[Point annotation data]
◇ ◇ ◇ ◇ ◇

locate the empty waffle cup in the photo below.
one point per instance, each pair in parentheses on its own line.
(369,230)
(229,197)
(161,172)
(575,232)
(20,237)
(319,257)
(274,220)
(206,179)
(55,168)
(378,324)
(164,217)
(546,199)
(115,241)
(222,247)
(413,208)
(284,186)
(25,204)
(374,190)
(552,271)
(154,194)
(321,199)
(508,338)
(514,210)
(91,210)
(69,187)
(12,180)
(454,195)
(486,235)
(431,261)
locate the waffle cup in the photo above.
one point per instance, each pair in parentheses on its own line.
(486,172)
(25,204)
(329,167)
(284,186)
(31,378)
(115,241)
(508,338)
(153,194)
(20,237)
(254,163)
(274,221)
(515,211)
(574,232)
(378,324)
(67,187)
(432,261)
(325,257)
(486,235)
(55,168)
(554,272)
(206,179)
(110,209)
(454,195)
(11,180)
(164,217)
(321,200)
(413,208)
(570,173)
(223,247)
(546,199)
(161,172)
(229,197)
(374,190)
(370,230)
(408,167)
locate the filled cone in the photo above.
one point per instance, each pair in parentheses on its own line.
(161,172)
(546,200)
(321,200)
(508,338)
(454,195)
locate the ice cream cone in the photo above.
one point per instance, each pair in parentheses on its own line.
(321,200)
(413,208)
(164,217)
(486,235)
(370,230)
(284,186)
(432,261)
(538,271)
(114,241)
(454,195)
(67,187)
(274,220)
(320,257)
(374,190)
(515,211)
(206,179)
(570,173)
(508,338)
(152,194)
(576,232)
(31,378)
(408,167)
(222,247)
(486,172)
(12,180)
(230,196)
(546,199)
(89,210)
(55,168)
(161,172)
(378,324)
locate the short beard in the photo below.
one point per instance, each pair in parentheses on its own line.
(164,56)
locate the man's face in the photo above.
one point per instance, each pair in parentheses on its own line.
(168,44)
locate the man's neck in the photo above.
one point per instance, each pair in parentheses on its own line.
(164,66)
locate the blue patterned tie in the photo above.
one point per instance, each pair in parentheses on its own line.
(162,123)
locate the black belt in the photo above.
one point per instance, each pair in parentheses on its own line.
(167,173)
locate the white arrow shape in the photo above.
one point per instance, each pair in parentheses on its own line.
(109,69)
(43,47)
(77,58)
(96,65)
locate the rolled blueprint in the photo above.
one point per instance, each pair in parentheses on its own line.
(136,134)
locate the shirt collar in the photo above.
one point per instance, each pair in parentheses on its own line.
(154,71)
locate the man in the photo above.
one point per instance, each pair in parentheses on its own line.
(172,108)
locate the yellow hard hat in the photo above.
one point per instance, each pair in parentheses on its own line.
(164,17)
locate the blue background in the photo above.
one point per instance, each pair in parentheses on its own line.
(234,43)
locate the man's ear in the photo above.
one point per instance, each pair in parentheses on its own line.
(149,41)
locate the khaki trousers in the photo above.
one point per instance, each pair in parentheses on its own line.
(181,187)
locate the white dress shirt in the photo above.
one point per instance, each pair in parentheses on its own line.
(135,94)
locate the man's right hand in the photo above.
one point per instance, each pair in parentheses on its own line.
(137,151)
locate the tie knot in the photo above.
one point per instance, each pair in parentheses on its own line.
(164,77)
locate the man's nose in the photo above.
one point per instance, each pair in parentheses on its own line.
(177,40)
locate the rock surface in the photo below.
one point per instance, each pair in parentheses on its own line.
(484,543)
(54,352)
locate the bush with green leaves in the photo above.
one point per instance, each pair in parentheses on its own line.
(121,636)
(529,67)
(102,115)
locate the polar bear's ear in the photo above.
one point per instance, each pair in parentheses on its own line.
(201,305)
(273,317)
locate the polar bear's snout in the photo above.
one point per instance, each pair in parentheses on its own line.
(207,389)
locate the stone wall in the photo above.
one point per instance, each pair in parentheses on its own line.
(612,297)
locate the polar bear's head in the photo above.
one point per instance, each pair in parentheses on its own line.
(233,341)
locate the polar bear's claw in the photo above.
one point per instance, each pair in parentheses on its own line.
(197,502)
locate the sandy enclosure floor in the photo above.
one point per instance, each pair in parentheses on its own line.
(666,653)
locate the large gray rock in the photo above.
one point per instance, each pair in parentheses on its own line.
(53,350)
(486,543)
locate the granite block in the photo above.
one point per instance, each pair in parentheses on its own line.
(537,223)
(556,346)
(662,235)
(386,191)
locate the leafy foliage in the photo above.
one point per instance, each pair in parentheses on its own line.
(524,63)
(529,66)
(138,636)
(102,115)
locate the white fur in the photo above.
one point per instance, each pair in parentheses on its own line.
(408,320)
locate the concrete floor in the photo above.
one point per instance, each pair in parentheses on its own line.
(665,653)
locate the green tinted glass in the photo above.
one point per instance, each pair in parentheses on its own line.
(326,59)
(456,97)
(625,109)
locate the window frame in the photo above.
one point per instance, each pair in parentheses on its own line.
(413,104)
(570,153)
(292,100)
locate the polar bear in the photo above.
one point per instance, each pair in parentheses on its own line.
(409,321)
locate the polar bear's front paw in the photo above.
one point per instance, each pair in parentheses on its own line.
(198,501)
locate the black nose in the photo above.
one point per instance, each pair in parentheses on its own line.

◇ ◇ ◇ ◇ ◇

#### [EXERCISE PROMPT]
Reproduce every one of the entries above line for line, keeping every character unchanged.

#### [TASK OUTPUT]
locate the empty waffle cup in the photo below.
one point per instance, each pair in parentheses on its own line.
(369,230)
(229,197)
(161,172)
(575,232)
(20,237)
(319,257)
(274,220)
(206,179)
(55,168)
(378,324)
(164,217)
(546,199)
(115,241)
(222,247)
(413,208)
(284,186)
(25,204)
(374,190)
(552,271)
(154,194)
(321,199)
(508,338)
(514,210)
(91,210)
(69,187)
(12,180)
(454,195)
(486,235)
(431,261)
locate the waffle cup in the photo above.
one point per instance, each pair in parentheses on its own line.
(486,172)
(25,204)
(329,167)
(284,186)
(31,378)
(115,241)
(508,338)
(153,194)
(20,237)
(254,163)
(274,221)
(515,211)
(574,232)
(378,324)
(67,187)
(432,261)
(325,257)
(486,235)
(55,168)
(554,272)
(206,179)
(110,209)
(454,195)
(11,180)
(164,217)
(321,200)
(413,208)
(570,173)
(223,247)
(546,199)
(161,172)
(229,197)
(374,190)
(370,230)
(408,167)
locate the filled cone in the photo above.
one point per instance, each pair in parentheses on its own line.
(161,172)
(546,200)
(321,200)
(508,338)
(454,195)
locate the ice cream cone in the photo above.
one point per instance, each pair in parentheses on its own line.
(321,200)
(413,208)
(164,217)
(486,235)
(370,230)
(284,186)
(432,261)
(538,271)
(114,241)
(454,195)
(67,187)
(274,220)
(320,257)
(374,190)
(515,211)
(206,179)
(570,173)
(508,338)
(152,194)
(576,232)
(31,378)
(408,167)
(222,247)
(486,172)
(12,180)
(230,196)
(546,199)
(89,210)
(55,168)
(161,172)
(378,324)
locate the short beard in the photo below.
one point per instance, each pair in parentheses on its own line.
(164,56)
locate the man's face in the photo above.
one point per instance, each pair in parentheses on its own line.
(168,44)
locate the man's neck in the photo above.
one point per instance, each pair in parentheses on its own line.
(164,66)
locate the blue patterned tie in the photo above.
one point per instance, each pair in parentheses on its own line.
(162,123)
locate the black belt in the photo above.
one point per instance, each pair in parentheses on its own line.
(167,173)
locate the white arrow shape in the photo above.
one point per instance, each pair in parentheses on its own line.
(109,69)
(43,47)
(77,58)
(96,65)
locate the rolled blueprint in the photo above.
one point per instance, each pair in parentheses on its own line.
(136,134)
locate the shirt collar in the photo above.
one point per instance, each pair in parentheses on its own line.
(154,71)
locate the man in the photo above.
one point per instance, each pair in parentheses on its own line.
(172,108)
locate the yellow hard hat in the photo above.
one point per instance, each pair in parentheses on its own line.
(164,17)
locate the blue background in the photo above.
one point per instance, each pair in parentheses on its own line.
(234,43)
locate the man's ear in the photo above.
one point per instance, each pair in parentheses on its own line.
(149,41)
locate the khaki trousers in the photo above.
one point per instance, each pair in parentheses on its own line.
(181,187)
locate the white dress shirt in the photo above.
one point per instance, each pair in parentheses on its own line.
(135,94)
locate the man's right hand in the photo above.
one point per instance, each pair in parentheses on its own line.
(137,151)
locate the tie knot in the photo above.
one point per instance, each pair in parentheses on its own line.
(164,77)
locate the man's nose in the photo above.
one point per instance, each pair in parentheses on its own line.
(177,40)
locate the rock surface in the photo below.
one point per instance, each pair in parentheses on its own line.
(484,543)
(54,352)
locate the bush with green leaves in the photo above.
one point per instance, each pair in parentheses on its own line.
(121,636)
(529,67)
(102,115)
locate the polar bear's ear in the photo above.
one point per instance, each pair in parentheses on its own line.
(201,305)
(273,317)
locate the polar bear's snout in the photo above.
one point per instance, each pair in parentheses on its own line.
(207,389)
locate the stone wall in the photo above.
one point per instance, each pair in parentheses on its own line.
(612,297)
locate the polar bear's head in the photo above.
one point per instance, each pair in parentheses on its own line.
(233,341)
locate the polar bear's claw in the photo above.
one point per instance, each pair in parentheses on its own line.
(197,502)
locate the sandy enclosure floor in the photo above.
one point per instance, each pair in parentheses on its own line.
(666,653)
locate the large gray rock in the photo above.
one point per instance, each pair in parentheses on its own line.
(53,350)
(486,543)
locate the granite block in the photo above.
one point per instance, each pair in parentheses on its own line.
(537,223)
(556,346)
(662,235)
(386,191)
locate the leafy foliage in the photo above.
one point per instance, each pair in parentheses on its own line.
(524,63)
(529,66)
(138,636)
(102,115)
locate the white fur in the photo above.
one point per instance, each pair in parentheses on its own line.
(408,320)
locate the concrete floor in the photo above.
one point per instance, each pair in parentheses on its own line.
(665,653)
locate the green tinted glass in the photo above.
one point per instance, each pair in parentheses on its own line.
(326,59)
(456,97)
(625,109)
locate the window frame in the photo above.
one point per instance, each pair in parentheses on its own line.
(413,104)
(570,153)
(292,100)
locate the polar bear in the photo above.
one point per instance, each pair in parentheses on its own line.
(409,321)
locate the polar bear's front paw in the photo above.
one point per instance, each pair in parentheses on its own line.
(198,501)
locate the black nose in the photo above.
one point per instance, each pair in parentheses on its own line.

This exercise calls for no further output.